» **Supplied passage**:
------------------------------
# Basic question



## bklyn55 (Jan 8, 2013)

Hi all,

I've been reading your comments about chickens being loose in your yards- is it ok for them to live only in a coop and run?
Do they have to be let out?


Thanks,

Kathy


----------



## ThreeJ (Jun 28, 2012)

Yes they can be locked up, they are more protected that way. I have 3 acres and no neighbors, thats why mine free range. As long as yours have enough room they will be fine. Some times mine may stay cooped up for a few days. Just keep them fed and they will be happy.


----------



## MatthewBK (Sep 24, 2012)

Agreed, chickens can be perfectly happy and healthy in an enclosed area. In fact, most people that have them in town keep them in almost all the time. As long as their run is big enough they'll be fine. I don't know how many chickens you have, or if you've built your coop yet, but you could also build a chicken tractor, which is a portable chicken coop. It's nice to have when you keep your chickens enclosed all the time because it's easy to move around so that they can get fresh grass everyday!


----------



## 7chicks (Jun 29, 2012)

Mine stay inside for days at a time, especially in the winter. I give them the option of coming out when the weather is decent but with the snow on the ground, most of them turn right back around and head indoors again! If they come out for treats, its because a few of the smarty pants fly from the run to where the treats are then fly back to the run entrance immediately after. Many of the breeds do well with confinement. The coop & run is a place of security for them. Come Spring time, I'll let them out more again (when I'm home to supervise them). For now, they want nothing to do with this miserable freezing rain/snow we've been getting! Frankly, neither do I!


----------
------------------------------
» **Raw data**:
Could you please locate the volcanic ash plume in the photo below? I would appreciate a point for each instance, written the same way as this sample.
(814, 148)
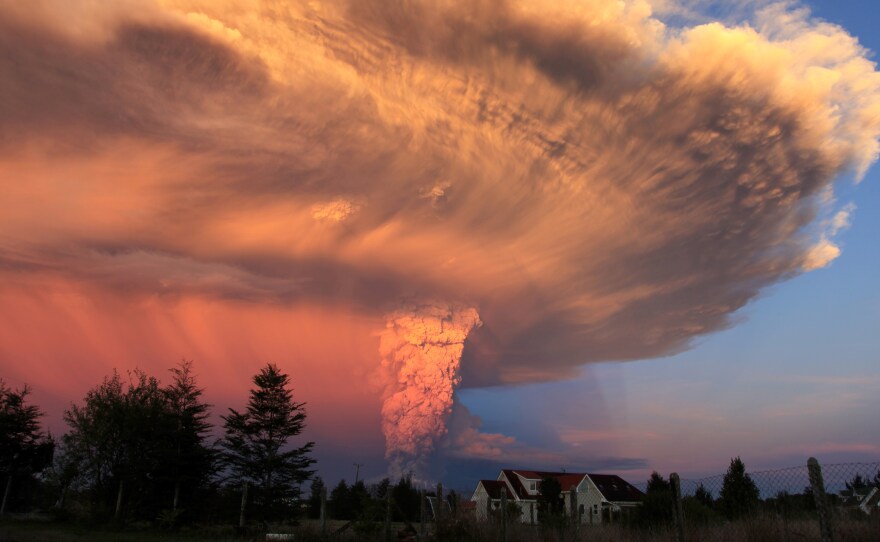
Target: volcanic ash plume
------------------------------
» **Tasks**:
(A) From the chicken-keeping thread, reproduce word for word the part that opens with the words containing "Mine stay inside" and closes with "neither do I!".
(B) In the chicken-keeping thread, why does MatthewBK say a chicken tractor is useful for chickens that are kept enclosed all the time? Answer in one to three sentences.
(C) According to the chicken-keeping thread, what is a chicken tractor?

» **Replies**:
(A)
Mine stay inside for days at a time, especially in the winter. I give them the option of coming out when the weather is decent but with the snow on the ground, most of them turn right back around and head indoors again! If they come out for treats, its because a few of the smarty pants fly from the run to where the treats are then fly back to the run entrance immediately after. Many of the breeds do well with confinement. The coop & run is a place of security for them. Come Spring time, I'll let them out more again (when I'm home to supervise them). For now, they want nothing to do with this miserable freezing rain/snow we've been getting! Frankly, neither do I!

(B) A chicken tractor is easy to move around, so chickens kept enclosed can get fresh grass every day.

(C) A portable chicken coop.